_Work to be completed:_
Please reproduce every entry below without omitting a single line.

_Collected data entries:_
▼

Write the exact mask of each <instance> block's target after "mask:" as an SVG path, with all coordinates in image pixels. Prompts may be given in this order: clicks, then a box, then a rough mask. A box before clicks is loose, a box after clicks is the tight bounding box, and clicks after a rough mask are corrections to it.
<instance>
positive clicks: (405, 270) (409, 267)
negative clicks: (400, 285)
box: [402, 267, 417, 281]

▲

_Reply to the task:_
Write the exact mask of each <instance> block's target after "mask:" as an SVG path, with all coordinates in image pixels. Prompts may be given in this order: clicks, then a box, then a rough mask. A box before clicks is loose, a box after clicks is the tight bounding box, and clicks after a rough mask are corrections to it.
<instance>
positive clicks: (405, 270) (409, 267)
negative clicks: (400, 285)
box: [402, 267, 417, 281]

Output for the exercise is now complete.